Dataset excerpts
+ + +

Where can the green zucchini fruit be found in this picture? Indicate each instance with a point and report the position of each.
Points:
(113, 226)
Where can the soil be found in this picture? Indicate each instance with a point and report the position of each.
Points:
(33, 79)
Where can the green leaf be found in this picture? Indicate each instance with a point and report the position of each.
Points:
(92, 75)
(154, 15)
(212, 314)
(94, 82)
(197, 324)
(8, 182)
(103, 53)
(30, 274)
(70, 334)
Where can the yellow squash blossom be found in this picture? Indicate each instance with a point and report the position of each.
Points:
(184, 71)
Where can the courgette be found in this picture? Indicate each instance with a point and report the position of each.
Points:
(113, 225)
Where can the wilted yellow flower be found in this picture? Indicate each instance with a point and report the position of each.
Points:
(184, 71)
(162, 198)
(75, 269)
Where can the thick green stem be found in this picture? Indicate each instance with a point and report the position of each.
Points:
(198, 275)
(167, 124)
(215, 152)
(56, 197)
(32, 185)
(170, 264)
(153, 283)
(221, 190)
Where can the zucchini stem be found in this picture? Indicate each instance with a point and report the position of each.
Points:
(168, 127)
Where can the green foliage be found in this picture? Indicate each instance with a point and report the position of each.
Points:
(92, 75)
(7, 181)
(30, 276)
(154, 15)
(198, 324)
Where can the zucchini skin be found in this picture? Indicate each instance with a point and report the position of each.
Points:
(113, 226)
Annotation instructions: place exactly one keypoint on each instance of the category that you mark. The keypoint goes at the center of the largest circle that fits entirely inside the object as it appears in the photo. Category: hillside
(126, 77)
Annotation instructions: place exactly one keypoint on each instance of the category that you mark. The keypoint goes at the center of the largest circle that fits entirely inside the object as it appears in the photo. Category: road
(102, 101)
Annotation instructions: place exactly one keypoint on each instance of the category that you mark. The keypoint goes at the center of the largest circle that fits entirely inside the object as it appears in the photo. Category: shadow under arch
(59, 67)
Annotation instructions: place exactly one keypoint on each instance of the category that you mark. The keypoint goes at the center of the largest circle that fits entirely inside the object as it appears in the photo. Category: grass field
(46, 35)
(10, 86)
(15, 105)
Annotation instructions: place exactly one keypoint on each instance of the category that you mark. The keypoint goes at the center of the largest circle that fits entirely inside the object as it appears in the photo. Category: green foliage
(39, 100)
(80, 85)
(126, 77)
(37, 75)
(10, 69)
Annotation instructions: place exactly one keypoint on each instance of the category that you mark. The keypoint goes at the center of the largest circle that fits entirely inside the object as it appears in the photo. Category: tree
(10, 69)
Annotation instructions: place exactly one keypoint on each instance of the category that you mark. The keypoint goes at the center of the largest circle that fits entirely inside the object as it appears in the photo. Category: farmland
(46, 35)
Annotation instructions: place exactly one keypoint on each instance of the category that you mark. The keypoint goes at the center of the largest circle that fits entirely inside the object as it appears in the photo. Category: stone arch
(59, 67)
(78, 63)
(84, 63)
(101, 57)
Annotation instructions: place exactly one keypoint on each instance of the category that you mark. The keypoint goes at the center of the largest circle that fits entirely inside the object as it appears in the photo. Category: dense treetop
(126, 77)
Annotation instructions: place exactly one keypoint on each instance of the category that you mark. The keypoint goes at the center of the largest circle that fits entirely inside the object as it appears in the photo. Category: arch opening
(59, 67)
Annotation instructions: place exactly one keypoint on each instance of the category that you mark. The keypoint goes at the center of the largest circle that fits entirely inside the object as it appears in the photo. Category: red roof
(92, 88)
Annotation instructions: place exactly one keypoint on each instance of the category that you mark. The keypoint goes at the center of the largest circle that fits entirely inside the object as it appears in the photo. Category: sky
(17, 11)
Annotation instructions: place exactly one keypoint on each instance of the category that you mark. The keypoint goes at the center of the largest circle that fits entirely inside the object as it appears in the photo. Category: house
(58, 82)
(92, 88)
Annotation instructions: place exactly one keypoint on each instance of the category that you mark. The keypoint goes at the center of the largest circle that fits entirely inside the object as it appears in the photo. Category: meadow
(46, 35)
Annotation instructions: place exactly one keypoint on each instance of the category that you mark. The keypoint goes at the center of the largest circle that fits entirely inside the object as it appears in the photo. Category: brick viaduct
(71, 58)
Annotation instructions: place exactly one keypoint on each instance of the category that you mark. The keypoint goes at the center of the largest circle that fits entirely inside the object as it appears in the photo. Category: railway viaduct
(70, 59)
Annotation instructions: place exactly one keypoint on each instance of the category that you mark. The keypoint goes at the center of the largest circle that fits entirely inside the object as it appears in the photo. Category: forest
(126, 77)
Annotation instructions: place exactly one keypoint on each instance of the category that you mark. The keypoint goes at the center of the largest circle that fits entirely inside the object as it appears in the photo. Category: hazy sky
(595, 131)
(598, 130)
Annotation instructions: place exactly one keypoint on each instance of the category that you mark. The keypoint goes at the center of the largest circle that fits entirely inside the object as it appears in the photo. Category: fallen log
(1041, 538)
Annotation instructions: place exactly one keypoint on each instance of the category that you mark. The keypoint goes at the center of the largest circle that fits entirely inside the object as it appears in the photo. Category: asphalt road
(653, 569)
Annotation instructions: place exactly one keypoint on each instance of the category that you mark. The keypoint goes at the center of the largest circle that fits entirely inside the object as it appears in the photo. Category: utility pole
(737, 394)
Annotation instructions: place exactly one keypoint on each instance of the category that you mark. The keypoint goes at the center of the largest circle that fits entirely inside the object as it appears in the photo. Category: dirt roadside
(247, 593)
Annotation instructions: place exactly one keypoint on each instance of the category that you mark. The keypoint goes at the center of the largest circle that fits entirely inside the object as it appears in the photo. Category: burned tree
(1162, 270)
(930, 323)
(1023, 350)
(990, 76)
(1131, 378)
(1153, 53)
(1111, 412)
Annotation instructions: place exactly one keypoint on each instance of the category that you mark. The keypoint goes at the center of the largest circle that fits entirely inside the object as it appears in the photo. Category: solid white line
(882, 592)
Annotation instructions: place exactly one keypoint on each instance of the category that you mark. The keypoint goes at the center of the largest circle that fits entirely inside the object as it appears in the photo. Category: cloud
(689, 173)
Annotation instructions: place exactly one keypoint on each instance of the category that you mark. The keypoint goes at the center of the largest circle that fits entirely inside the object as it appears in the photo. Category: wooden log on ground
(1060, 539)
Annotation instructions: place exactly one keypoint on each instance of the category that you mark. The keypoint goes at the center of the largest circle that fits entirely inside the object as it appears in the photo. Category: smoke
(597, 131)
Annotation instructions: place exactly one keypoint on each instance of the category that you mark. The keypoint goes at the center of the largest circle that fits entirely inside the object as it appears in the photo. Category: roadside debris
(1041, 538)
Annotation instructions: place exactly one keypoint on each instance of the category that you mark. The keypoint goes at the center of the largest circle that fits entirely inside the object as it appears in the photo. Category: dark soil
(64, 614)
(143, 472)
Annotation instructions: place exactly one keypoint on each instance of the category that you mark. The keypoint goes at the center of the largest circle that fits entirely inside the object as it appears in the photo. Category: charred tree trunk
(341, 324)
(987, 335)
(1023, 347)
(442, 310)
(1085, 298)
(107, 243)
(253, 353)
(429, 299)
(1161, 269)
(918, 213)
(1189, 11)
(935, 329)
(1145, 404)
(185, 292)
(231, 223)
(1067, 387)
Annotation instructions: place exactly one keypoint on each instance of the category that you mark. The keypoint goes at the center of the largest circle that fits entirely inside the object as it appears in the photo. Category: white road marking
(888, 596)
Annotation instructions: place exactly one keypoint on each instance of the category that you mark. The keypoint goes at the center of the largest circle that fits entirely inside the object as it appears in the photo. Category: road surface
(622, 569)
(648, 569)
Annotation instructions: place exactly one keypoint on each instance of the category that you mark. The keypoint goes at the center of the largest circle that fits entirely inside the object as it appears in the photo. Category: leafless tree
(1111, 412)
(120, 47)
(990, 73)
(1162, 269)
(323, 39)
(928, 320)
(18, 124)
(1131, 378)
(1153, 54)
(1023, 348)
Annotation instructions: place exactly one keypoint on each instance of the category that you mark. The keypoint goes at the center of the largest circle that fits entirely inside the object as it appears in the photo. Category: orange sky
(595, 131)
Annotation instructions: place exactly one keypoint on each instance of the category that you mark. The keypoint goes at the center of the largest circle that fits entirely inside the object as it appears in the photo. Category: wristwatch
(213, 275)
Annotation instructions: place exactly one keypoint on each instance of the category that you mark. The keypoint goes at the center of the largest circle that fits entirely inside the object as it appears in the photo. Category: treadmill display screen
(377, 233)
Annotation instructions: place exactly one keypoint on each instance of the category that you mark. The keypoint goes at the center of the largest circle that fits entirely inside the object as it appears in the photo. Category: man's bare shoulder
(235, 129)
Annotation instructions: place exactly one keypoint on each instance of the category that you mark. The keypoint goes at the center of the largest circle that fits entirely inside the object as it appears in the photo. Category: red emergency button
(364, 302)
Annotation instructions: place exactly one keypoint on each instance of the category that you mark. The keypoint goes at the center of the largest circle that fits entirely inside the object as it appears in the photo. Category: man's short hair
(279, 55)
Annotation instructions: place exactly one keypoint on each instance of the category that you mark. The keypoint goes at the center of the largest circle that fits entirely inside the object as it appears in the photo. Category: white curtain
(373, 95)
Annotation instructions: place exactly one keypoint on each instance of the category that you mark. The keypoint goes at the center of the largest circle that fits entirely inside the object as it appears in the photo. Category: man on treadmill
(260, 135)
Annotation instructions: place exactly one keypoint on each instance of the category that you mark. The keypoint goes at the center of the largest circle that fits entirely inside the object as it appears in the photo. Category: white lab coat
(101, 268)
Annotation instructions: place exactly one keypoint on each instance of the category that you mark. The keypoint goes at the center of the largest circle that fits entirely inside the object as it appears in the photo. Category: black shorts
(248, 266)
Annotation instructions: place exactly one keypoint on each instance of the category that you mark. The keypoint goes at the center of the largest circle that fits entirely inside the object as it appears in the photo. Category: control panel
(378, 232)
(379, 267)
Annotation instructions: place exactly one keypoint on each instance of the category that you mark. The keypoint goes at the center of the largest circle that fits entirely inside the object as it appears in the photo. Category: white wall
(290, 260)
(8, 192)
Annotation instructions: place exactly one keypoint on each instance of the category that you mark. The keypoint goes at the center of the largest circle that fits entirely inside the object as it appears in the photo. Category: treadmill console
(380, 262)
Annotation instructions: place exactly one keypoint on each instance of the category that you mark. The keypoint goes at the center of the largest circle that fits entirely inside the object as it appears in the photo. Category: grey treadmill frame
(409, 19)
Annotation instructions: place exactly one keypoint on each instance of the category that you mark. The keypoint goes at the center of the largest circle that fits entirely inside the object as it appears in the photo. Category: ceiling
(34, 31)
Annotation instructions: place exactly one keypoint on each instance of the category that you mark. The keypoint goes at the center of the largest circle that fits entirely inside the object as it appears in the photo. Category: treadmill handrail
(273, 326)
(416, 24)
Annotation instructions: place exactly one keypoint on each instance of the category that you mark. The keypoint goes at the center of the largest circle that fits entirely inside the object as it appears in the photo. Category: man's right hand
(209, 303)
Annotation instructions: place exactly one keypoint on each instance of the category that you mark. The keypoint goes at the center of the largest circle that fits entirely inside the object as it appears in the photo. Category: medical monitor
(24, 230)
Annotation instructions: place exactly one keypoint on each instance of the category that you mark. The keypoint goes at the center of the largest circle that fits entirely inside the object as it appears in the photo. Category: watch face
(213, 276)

+ + +

Exercise instructions = Please return exactly the lines from the opening line of the data above through the line with "Where can the green leaf", both included and nothing else.

Solution to the exercise =
Where can the green zucchini fruit be found in this picture? Indicate each instance with a point and report the position of each.
Points:
(113, 226)
Where can the soil be found in this picture? Indicate each instance with a point and report the position of each.
Points:
(33, 79)
Where can the green leaf be found in this picture? Indicate each instance with a point and report the position of each.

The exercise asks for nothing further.